Exercise brief:
Retype the forum post about carving longrifles word for word.

Selected extract:
━━━━━━
Like I wrote earlier, it's good enough for who it's for, I wasn't trying to execute carving like on an English gentleman's fowling piece. If the purists don't like it, no skin off my nose. Everyone seems so dreadfully afraid to carve on their longrifles and really they shouldn't be. "But I'll screw it up!" Yeah, probably. You'll probably screw up the first three. So what, how are you going to get better? A few master carvers heckling you on the internet going to keep you from working toward what you want? Like Mike Brooks recently posted, "take a carving class". Great advice if you want to do detailed, quality work. I think it's 90% good design/layout, 5% technique (knowing what tools to use and how/when to use them), and 5% skill in the execution that makes for good carving and I expect you'd learn all that in a well-guided class.

I titled this thread "the anxiety stage" because that's what it is when you either get the stock worked down to the final shape or you open the Kibler box and all that work is done for you, there it sits and seems to say "Don't screw me up!" Then you take a vee-gouge to it or start stabbing in lines. that's when you figure out it isn't that hard, just like when you finally suck it up and start sinking the barrel in your first plank build. If you let fear of screwing up stop you, you'll never accomplish anything. It's just wood and metal guys.
━━━━━━
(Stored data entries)
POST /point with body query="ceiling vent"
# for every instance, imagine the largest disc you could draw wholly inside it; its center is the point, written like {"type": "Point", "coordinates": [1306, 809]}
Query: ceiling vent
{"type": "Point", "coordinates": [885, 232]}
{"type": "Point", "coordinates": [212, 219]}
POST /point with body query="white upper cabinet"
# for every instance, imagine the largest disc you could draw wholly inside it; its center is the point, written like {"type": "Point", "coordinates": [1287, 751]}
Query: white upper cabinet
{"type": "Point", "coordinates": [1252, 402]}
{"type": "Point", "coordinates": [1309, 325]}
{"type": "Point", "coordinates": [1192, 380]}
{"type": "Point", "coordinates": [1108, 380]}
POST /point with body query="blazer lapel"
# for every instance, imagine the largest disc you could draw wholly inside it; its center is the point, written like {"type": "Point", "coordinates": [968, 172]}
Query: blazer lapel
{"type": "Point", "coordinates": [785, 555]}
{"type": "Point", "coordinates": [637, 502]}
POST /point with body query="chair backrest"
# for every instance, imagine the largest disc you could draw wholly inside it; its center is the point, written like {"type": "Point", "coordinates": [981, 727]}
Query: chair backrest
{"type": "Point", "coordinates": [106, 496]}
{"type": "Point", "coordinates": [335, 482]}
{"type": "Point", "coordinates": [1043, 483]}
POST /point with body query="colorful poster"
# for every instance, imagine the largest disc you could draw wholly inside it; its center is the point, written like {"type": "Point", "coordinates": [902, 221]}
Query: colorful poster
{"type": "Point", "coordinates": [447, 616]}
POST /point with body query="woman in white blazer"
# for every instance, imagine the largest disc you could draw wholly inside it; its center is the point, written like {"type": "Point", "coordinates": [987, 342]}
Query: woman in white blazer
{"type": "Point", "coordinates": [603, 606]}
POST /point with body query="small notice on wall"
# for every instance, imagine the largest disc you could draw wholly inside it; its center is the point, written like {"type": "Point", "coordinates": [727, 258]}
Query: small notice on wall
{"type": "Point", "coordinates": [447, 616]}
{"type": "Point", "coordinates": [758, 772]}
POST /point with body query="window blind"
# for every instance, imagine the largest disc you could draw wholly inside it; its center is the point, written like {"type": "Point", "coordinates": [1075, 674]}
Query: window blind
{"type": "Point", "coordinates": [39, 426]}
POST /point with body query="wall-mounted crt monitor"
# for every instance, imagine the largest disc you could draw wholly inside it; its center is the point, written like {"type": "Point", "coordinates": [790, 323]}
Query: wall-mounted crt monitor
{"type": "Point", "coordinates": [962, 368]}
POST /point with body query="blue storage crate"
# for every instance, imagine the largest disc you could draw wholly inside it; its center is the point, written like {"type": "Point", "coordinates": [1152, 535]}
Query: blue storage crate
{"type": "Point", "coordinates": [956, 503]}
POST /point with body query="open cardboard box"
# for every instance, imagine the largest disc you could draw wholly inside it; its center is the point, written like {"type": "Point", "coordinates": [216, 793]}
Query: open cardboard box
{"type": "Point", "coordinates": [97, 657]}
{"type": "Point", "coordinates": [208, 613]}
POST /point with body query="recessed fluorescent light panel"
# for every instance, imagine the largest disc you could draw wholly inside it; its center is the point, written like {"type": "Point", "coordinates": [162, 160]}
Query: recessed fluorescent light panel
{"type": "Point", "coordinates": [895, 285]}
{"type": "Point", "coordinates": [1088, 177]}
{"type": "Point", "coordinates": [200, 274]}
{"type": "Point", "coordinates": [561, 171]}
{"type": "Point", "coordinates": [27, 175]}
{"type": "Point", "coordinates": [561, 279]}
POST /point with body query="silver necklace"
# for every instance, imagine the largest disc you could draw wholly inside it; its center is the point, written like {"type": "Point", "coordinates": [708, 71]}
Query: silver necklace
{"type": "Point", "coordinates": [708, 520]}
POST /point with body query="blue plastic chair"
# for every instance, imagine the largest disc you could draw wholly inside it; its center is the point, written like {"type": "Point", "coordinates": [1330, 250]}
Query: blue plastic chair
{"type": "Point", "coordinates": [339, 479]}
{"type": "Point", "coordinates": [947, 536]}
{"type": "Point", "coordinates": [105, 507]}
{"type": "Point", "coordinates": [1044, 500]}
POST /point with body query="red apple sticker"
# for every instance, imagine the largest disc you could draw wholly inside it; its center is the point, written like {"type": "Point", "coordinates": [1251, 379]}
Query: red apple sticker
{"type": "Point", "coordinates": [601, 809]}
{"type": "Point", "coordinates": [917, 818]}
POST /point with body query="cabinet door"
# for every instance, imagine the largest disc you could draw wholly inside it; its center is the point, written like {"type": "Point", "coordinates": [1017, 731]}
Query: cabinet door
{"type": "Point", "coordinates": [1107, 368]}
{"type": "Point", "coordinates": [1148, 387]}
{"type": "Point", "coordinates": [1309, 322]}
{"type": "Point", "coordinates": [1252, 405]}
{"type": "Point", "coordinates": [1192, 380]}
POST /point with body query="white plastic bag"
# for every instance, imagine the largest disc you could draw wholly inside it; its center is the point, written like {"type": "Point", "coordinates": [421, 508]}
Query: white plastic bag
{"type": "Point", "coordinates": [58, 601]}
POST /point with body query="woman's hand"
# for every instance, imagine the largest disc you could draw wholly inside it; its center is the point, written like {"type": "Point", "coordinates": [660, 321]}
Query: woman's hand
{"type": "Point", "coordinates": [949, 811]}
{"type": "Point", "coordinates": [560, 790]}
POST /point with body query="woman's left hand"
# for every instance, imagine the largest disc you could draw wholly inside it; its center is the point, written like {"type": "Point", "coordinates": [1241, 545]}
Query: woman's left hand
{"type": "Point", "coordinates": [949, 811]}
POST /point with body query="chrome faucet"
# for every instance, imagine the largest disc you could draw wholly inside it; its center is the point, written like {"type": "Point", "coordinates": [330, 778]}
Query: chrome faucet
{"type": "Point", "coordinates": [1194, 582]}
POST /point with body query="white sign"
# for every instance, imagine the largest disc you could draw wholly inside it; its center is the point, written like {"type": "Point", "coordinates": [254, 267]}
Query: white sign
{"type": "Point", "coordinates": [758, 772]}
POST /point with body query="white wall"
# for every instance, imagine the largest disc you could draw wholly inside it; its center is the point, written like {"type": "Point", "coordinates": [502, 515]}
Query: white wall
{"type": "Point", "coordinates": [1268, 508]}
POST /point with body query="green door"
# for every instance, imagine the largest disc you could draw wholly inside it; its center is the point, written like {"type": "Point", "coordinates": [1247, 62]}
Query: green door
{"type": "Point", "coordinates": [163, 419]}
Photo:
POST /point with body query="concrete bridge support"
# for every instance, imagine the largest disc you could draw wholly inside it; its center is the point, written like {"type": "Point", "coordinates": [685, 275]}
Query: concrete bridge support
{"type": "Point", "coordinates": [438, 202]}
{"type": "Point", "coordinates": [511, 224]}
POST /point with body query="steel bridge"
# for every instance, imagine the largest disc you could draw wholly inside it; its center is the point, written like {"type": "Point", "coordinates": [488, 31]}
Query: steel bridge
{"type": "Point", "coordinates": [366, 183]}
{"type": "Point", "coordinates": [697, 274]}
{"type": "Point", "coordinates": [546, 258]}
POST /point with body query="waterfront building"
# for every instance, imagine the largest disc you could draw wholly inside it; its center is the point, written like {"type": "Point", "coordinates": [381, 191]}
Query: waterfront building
━━━━━━
Completed task:
Like I wrote earlier, it's good enough for who it's for, I wasn't trying to execute carving like on an English gentleman's fowling piece. If the purists don't like it, no skin off my nose. Everyone seems so dreadfully afraid to carve on their longrifles and really they shouldn't be. "But I'll screw it up!" Yeah, probably. You'll probably screw up the first three. So what, how are you going to get better? A few master carvers heckling you on the internet going to keep you from working toward what you want? Like Mike Brooks recently posted, "take a carving class". Great advice if you want to do detailed, quality work. I think it's 90% good design/layout, 5% technique (knowing what tools to use and how/when to use them), and 5% skill in the execution that makes for good carving and I expect you'd learn all that in a well-guided class.

I titled this thread "the anxiety stage" because that's what it is when you either get the stock worked down to the final shape or you open the Kibler box and all that work is done for you, there it sits and seems to say "Don't screw me up!" Then you take a vee-gouge to it or start stabbing in lines. that's when you figure out it isn't that hard, just like when you finally suck it up and start sinking the barrel in your first plank build. If you let fear of screwing up stop you, you'll never accomplish anything. It's just wood and metal guys.